▶ _SUPPLIED TEXT_:
From the Revd Paul Nicolson

Sir, - Your two recent leader comments (21 and 28 September), about current attitudes to people in pov­erty and the unruly behaviour in the banks, point to questions about poli­tical leadership over the past 30 years.

Cabinets have put their faith in an extreme model of the free market. It has been as if Moses goes back up Mount Sinai, deregulates the Ten Commandments, and then puzzles about why there is so much theft. The growing imbalance between the comfortable and the poorest in Britain began in the 1960s, when the Conservatives set about creating a property-owning democracy.

They gave massive tax breaks to people buying their own home - far more than has ever been paid out in housing benefit by the taxpayer to the poorest citizens on housing benefit who rent their homes.

The ethics-light free market took off in the 1980s, when the Conserv­atives deregulated lending and allowed the free movement of capital in and out of the UK. A housing market in short supply was flooded with money, forcing up the price of a home and rents.

Tax Justice estimates that $21 trillion tax-free dollars are parked in overseas accounts. The 1979 Labour government let it rip until the finan­cial sector, free of all govern­mental ethical restraint, brought the nation to its knees in 2008.

Our poorest fellow-citizens are now trapped between, on the one hand, the political parties' need for power and, on the other, the tax­paying electorate's owning homes with substantial positive equity, who provide the 40 per cent of the vote needed for a parliamentary majority.

Politicians judge that they are unlikely to vote for parties who create two crucial policies needed to reduce poverty: first, minimum-income standards; and, second, a reduction in the value of land to create a housing policy that provides afford­able homes of all tenures rather than lets a scarce natural resource be exploited by specula­tion.

The Christian priority for the poorest citizens is echoed in the works of modern economists and philosophers. A market governed by John Stuart Mill, who considered Bentham's utilitarian criteria for political action of a choice between creating pleasure or pain too narrow, would be regulated with concern for right and wrong, aesthetics, sym­pathy, and love.

▶ _REQUIRED TASKS_:
[1] Name every quality that, according to the letter, a market governed by John Stuart Mill would be regulated with concern for.
[2] Does each statement agree with the letter? Answer yes or no for each and quote the deciding words. (a) The growing imbalance between the comfortable and the poorest in Britain began in the 1980s. (b) Tax Justice estimates that $21 trillion is held in overseas accounts. (c) Homeowning taxpayers provide half of the vote needed for a parliamentary majority.
[3] Print the part of the letter from "From the Revd" up to and including "a property-owning democracy.".

▶ _DATASET CONTENT_:
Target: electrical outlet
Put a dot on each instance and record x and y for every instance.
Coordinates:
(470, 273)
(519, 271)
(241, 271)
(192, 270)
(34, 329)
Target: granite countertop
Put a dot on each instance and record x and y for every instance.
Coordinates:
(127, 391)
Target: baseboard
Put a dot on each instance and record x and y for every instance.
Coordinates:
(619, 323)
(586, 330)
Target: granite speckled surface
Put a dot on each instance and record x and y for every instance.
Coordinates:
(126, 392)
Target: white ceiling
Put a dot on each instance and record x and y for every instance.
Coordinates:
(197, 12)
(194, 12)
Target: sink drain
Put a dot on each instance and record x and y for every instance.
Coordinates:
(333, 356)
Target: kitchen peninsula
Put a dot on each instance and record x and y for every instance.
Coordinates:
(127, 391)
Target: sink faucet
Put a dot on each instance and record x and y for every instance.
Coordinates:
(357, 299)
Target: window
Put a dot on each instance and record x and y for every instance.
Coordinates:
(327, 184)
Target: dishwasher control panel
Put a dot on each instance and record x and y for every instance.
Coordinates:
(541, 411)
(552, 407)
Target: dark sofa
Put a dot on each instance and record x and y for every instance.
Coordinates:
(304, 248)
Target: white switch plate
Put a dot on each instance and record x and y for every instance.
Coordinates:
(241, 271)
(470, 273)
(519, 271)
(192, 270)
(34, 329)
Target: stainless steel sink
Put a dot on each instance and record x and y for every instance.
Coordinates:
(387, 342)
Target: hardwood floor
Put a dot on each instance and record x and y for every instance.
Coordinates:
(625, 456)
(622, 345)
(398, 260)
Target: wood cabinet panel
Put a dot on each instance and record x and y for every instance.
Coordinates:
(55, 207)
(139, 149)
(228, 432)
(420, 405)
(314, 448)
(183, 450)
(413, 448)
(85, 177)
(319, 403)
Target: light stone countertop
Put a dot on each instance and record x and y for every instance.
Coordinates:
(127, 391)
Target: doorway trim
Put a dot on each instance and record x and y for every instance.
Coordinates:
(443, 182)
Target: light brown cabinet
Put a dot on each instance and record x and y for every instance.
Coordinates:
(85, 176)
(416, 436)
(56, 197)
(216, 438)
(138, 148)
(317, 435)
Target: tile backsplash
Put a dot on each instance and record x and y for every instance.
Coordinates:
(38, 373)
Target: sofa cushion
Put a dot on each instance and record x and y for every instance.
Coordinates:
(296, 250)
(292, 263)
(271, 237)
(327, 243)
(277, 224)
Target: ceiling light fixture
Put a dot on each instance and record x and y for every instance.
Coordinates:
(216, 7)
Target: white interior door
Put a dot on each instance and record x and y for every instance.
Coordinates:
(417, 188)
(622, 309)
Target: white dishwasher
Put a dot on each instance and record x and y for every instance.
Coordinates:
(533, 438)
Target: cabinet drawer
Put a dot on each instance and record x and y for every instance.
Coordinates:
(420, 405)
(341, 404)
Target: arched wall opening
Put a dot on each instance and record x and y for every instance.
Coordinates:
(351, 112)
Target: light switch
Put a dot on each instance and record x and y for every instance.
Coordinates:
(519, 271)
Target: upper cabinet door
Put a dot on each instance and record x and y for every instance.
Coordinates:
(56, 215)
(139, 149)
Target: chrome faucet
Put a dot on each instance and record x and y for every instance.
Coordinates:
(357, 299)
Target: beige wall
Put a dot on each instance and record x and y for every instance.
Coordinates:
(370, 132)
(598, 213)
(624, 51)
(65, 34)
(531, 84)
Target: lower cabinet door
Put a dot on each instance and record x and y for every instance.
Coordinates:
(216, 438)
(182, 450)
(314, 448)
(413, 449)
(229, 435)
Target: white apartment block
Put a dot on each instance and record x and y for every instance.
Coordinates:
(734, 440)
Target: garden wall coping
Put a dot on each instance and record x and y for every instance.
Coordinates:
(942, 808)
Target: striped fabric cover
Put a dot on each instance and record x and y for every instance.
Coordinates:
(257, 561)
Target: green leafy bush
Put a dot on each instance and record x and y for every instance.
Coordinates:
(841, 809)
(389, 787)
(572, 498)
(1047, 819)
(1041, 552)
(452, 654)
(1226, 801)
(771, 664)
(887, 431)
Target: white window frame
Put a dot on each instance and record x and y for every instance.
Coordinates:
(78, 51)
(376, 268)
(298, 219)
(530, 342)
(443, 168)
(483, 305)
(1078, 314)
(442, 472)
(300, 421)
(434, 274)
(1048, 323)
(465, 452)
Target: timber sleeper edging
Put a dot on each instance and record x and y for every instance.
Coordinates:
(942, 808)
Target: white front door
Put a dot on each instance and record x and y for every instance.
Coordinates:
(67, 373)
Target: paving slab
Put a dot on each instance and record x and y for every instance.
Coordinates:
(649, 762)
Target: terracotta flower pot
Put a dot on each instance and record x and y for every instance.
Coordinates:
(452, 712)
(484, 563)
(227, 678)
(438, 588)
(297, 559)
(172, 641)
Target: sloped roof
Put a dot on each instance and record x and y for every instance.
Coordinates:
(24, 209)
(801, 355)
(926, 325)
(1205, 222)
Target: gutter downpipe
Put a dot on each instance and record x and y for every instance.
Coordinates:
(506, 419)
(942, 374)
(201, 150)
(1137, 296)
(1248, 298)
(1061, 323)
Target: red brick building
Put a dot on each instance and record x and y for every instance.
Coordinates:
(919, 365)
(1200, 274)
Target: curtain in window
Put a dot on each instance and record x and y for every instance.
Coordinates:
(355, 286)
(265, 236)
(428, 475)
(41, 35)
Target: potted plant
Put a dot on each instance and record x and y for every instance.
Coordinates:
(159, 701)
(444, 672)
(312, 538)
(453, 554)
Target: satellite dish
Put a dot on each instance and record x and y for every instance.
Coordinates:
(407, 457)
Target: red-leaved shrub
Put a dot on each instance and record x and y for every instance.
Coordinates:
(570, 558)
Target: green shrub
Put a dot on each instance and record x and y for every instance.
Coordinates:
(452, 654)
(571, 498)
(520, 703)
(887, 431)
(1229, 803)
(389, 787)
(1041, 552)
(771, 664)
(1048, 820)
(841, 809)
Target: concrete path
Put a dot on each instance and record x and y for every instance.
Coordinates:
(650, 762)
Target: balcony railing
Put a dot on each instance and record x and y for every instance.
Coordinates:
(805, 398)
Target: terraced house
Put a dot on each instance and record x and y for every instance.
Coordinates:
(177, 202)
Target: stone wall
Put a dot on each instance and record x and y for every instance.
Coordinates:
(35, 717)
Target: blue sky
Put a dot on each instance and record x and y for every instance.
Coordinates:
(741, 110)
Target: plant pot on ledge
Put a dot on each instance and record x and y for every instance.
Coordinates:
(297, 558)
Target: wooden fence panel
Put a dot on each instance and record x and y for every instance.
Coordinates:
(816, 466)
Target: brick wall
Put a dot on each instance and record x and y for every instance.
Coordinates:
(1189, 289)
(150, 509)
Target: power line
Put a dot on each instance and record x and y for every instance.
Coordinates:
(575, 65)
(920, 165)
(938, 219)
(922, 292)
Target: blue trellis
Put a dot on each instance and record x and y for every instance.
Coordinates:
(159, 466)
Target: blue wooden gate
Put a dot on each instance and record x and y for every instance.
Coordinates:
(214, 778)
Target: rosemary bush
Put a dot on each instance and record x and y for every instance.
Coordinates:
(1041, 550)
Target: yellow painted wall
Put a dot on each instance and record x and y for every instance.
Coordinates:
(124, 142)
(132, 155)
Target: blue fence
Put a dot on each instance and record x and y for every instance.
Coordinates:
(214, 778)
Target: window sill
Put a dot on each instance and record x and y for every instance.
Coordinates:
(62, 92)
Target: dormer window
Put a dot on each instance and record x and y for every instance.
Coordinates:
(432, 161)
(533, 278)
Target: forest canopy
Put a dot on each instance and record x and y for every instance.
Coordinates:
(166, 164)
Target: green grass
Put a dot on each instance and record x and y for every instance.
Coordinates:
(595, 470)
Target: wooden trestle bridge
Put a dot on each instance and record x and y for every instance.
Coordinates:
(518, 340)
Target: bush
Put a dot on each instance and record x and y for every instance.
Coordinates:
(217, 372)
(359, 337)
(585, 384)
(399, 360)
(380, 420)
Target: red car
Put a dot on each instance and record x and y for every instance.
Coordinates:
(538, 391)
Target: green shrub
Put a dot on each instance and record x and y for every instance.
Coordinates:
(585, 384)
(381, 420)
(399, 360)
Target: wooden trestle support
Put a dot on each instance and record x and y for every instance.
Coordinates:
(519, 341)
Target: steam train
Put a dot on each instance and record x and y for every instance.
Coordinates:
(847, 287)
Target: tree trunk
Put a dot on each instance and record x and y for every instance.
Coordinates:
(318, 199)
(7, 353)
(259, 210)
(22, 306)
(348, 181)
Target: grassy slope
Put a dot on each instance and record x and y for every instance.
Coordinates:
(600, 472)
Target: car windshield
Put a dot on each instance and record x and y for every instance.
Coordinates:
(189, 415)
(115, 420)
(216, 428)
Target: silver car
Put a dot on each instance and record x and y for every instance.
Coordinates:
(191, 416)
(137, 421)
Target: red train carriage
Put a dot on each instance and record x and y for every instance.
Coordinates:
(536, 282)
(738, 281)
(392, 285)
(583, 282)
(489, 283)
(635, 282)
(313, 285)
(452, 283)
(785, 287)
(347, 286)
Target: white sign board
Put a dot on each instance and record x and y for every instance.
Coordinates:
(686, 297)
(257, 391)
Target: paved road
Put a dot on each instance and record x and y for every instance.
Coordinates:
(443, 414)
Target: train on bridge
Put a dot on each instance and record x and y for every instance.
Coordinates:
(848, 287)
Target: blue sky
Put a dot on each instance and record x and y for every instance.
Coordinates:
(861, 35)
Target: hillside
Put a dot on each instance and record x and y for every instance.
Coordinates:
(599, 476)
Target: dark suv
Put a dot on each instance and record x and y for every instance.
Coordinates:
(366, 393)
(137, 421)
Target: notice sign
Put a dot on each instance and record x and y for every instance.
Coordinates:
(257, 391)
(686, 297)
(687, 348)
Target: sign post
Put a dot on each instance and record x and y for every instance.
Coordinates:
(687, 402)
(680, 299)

▶ _OUTPUTS FOR THE TASKS_:
[1] Right and wrong, aesthetics, sympathy, and love.

[2]
(a) No: "The growing imbalance between the comfortable and the poorest in Britain began in the 1960s"
(b) Yes: "Tax Justice estimates that $21 trillion tax-free dollars are parked in overseas accounts."
(c) No: "who provide the 40 per cent of the vote needed for a parliamentary majority"

[3]
From the Revd Paul Nicolson

Sir, - Your two recent leader comments (21 and 28 September), about current attitudes to people in pov­erty and the unruly behaviour in the banks, point to questions about poli­tical leadership over the past 30 years.

Cabinets have put their faith in an extreme model of the free market. It has been as if Moses goes back up Mount Sinai, deregulates the Ten Commandments, and then puzzles about why there is so much theft. The growing imbalance between the comfortable and the poorest in Britain began in the 1960s, when the Conservatives set about creating a property-owning democracy.